**WHAT IS ASKED:** In the passage about the shademobile, what was retrofitted to build it?

**SELECTED EXTRACT:**
※

Thus began a project to create a shademobile that could act like a portable tree. As early as 1820 John Taylor of Caroline, a friend and neighbor of Thomas Jefferson, in his book Arator mentions the need for an "ambulatory shade structure" for cows to strategically place their droppings in the field. But no one had done it until Dad built one.

He found a burned-out 50-foot mobile home, towed it to the farm, and began retrofitting it into a 20 foot wide by 50 foot long tricycle shademobile. Big enough for about 100 head of cattle, it literally drove our fertility engine. In those days, with poor soils and lots of brambles and woody weeds, the results were dramatic. We could park that thing on some Devil's Shoe String and the next year that rectangle was solid white clover. No seed; just heavy impaction and manure.

The green rectangles had a 5-year effect and began transforming our worn-out pastures into lush vegetation. For many years that shademobile sheltered the cows and enabled us to strategically place their droppings where they were needed most. The shade also reduced ammonia vaporization from urine and manure.

※

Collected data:
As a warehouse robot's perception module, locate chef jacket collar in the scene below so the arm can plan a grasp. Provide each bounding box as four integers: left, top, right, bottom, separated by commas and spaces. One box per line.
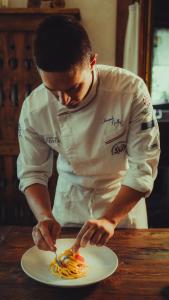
57, 66, 98, 116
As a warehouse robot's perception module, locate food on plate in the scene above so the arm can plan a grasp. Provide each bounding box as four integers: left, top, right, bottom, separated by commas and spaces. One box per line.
50, 249, 87, 279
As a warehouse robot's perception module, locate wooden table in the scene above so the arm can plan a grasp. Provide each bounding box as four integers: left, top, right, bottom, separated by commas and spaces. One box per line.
0, 226, 169, 300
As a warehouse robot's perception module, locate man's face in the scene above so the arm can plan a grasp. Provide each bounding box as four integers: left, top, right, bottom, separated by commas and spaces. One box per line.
39, 55, 96, 108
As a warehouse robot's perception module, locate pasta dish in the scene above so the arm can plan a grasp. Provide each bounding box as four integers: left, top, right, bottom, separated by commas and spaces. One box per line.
50, 249, 87, 279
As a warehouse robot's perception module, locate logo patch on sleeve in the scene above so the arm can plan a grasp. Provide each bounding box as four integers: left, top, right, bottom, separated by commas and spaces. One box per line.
111, 142, 127, 155
141, 120, 155, 130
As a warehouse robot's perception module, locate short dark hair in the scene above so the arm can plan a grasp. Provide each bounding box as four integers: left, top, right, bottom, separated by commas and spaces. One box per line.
34, 15, 91, 72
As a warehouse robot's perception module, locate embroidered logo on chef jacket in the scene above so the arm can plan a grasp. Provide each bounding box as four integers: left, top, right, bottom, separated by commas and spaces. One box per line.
44, 136, 60, 144
141, 120, 155, 130
105, 129, 126, 144
104, 116, 122, 128
111, 141, 127, 155
142, 96, 153, 115
18, 123, 23, 138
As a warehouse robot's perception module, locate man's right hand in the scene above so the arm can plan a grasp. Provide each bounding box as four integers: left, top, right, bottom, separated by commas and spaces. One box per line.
32, 217, 61, 252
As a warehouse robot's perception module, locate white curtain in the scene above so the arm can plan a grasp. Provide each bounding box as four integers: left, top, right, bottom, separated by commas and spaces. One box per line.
123, 2, 140, 74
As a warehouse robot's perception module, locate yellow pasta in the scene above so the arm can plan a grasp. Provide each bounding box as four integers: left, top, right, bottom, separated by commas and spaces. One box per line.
50, 249, 87, 279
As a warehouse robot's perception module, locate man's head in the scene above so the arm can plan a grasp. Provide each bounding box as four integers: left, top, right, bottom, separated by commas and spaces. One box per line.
34, 15, 92, 72
34, 15, 96, 107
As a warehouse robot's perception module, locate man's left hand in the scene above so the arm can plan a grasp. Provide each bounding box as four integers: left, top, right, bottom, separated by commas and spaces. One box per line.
72, 218, 116, 252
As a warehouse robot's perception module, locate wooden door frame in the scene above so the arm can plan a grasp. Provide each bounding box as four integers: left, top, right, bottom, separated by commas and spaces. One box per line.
116, 0, 153, 88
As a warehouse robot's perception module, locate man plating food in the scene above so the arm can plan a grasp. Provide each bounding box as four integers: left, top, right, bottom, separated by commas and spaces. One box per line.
17, 15, 160, 251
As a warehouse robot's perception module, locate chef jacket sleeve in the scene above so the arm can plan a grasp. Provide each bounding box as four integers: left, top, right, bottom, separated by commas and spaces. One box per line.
123, 80, 160, 197
17, 102, 53, 192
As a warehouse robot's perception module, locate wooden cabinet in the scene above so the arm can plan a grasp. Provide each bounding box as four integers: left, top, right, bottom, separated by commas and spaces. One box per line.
0, 8, 80, 225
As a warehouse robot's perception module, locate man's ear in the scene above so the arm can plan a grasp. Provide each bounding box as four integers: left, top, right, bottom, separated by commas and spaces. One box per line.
90, 53, 97, 70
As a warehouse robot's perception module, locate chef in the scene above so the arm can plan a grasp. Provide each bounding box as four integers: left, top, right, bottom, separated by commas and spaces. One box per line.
17, 15, 160, 251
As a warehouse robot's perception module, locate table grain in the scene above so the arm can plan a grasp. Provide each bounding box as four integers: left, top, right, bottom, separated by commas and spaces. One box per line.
0, 226, 169, 300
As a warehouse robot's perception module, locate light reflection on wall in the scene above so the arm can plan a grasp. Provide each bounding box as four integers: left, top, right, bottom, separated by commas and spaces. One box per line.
151, 28, 169, 105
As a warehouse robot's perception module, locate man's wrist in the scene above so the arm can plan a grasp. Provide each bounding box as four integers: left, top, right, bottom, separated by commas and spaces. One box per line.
37, 211, 54, 222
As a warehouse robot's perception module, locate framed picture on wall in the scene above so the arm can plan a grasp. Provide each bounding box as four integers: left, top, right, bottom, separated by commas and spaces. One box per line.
28, 0, 65, 8
28, 0, 41, 7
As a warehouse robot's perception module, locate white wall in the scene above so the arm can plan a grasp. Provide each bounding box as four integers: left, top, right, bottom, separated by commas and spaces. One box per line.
65, 0, 117, 65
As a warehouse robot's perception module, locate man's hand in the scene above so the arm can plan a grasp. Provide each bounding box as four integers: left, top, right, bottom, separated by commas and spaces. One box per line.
32, 217, 61, 252
72, 218, 115, 252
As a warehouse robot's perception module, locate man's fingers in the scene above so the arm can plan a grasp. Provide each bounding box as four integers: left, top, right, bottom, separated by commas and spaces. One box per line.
51, 223, 61, 244
72, 221, 95, 252
32, 229, 50, 250
39, 223, 56, 251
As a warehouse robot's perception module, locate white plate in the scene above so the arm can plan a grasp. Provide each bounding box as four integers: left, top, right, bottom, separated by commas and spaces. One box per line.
21, 239, 118, 287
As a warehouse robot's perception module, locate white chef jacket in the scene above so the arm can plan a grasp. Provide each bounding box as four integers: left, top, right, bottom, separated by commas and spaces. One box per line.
17, 65, 160, 228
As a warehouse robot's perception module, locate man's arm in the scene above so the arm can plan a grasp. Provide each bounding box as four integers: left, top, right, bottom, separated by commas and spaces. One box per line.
73, 185, 145, 252
25, 183, 53, 222
25, 183, 60, 251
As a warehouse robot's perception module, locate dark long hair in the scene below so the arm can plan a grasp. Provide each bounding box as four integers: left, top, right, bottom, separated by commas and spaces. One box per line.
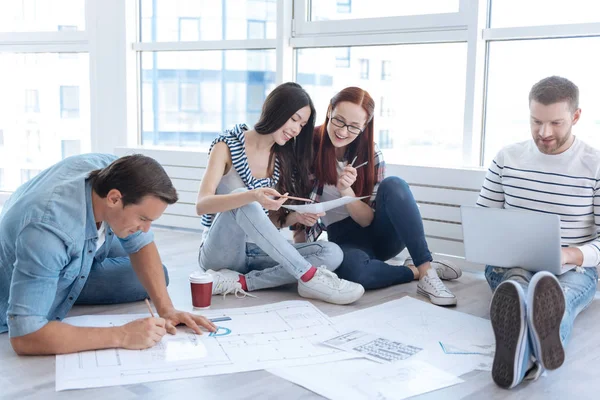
314, 87, 375, 203
254, 82, 316, 224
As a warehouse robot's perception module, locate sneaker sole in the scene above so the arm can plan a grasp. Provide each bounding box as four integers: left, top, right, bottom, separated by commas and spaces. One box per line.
530, 276, 565, 370
490, 284, 527, 389
417, 286, 458, 306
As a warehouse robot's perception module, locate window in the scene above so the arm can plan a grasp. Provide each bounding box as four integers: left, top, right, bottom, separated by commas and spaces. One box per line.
309, 0, 459, 21
335, 47, 350, 68
296, 44, 467, 165
21, 168, 41, 185
247, 19, 267, 39
0, 53, 90, 195
178, 17, 200, 42
60, 86, 79, 118
25, 89, 40, 112
377, 129, 394, 149
490, 0, 600, 28
179, 83, 200, 112
61, 140, 81, 159
381, 60, 392, 81
360, 58, 369, 79
140, 0, 277, 42
141, 50, 275, 147
0, 0, 85, 32
483, 37, 600, 166
337, 0, 352, 14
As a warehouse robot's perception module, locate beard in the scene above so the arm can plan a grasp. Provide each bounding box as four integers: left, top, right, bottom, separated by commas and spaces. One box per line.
534, 128, 573, 155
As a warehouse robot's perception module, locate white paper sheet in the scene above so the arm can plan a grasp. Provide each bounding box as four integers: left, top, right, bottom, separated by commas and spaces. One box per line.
270, 358, 464, 400
323, 331, 423, 363
269, 296, 494, 399
56, 301, 353, 391
282, 196, 369, 214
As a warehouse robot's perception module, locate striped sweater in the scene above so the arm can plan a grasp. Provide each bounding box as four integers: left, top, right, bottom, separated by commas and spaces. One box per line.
477, 138, 600, 267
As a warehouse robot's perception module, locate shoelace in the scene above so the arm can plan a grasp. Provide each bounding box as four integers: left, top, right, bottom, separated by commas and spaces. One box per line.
428, 276, 450, 293
318, 267, 342, 288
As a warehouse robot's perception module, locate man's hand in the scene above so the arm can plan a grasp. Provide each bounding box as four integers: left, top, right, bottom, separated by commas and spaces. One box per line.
560, 247, 583, 266
120, 318, 166, 350
161, 309, 217, 335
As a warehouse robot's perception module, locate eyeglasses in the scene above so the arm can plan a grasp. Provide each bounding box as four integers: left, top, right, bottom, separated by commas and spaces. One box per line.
331, 117, 363, 135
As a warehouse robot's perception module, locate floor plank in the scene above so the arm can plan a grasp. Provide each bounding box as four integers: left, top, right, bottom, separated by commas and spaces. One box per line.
0, 229, 600, 400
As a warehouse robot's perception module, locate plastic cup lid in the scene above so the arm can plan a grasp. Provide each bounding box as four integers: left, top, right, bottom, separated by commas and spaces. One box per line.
190, 271, 213, 283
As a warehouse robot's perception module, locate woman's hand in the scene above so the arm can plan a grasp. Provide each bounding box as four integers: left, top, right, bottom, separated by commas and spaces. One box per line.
335, 165, 356, 196
250, 188, 288, 211
290, 212, 325, 226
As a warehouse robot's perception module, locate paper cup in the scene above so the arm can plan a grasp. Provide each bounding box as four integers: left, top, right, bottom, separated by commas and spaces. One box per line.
190, 271, 213, 309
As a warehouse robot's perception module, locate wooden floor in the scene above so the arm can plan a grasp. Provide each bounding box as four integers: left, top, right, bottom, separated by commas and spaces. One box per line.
0, 229, 600, 400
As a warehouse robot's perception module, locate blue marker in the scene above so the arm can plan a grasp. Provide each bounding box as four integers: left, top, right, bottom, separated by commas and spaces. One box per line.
209, 317, 231, 322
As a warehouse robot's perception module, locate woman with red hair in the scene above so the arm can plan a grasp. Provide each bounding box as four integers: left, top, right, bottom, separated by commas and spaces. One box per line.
295, 87, 461, 305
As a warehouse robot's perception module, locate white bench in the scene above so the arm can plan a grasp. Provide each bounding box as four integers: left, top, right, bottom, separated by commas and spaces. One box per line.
115, 148, 485, 270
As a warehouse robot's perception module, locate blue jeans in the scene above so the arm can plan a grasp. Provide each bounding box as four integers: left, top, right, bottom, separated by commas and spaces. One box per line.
75, 238, 169, 305
198, 189, 343, 291
327, 176, 432, 289
485, 265, 598, 345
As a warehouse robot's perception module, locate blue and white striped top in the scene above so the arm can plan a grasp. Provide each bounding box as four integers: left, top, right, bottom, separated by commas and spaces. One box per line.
477, 138, 600, 267
202, 124, 279, 228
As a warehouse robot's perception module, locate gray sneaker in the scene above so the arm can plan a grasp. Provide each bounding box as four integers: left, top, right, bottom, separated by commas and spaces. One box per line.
417, 268, 456, 306
298, 266, 365, 304
404, 257, 462, 281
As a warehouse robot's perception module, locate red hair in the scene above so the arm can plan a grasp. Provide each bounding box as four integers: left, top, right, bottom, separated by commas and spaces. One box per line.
314, 87, 375, 203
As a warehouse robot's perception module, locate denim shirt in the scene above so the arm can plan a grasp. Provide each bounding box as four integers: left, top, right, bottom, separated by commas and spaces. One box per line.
0, 154, 154, 337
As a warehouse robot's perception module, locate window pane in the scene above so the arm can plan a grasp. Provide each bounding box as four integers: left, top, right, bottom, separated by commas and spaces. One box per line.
310, 0, 459, 21
0, 53, 90, 195
484, 38, 600, 166
141, 50, 275, 147
140, 0, 277, 42
296, 43, 467, 165
0, 0, 85, 32
490, 0, 600, 28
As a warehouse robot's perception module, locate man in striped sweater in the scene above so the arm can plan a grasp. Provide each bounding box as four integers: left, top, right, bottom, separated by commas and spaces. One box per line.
477, 76, 600, 388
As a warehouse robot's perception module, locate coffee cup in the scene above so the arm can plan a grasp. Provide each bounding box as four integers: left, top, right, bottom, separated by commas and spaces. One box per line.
190, 271, 213, 309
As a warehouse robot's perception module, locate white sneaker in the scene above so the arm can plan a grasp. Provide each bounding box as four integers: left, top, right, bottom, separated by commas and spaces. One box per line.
417, 268, 456, 306
404, 257, 462, 281
298, 266, 365, 304
206, 269, 256, 299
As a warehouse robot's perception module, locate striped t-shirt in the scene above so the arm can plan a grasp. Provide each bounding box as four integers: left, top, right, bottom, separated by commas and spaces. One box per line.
477, 138, 600, 267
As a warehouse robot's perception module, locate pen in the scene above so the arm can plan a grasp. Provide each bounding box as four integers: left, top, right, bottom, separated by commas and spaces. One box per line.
146, 299, 154, 318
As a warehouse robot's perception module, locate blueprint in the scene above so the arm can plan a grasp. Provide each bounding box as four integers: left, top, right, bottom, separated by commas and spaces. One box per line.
56, 301, 353, 391
282, 196, 369, 214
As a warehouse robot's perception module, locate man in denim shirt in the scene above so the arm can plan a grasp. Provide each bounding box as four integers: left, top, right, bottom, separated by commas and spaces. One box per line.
0, 154, 214, 354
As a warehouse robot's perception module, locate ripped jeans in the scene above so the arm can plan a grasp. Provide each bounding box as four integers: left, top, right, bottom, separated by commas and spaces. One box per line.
485, 265, 598, 345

※

**WORKED SOLUTION:** A burned-out 50-foot mobile home.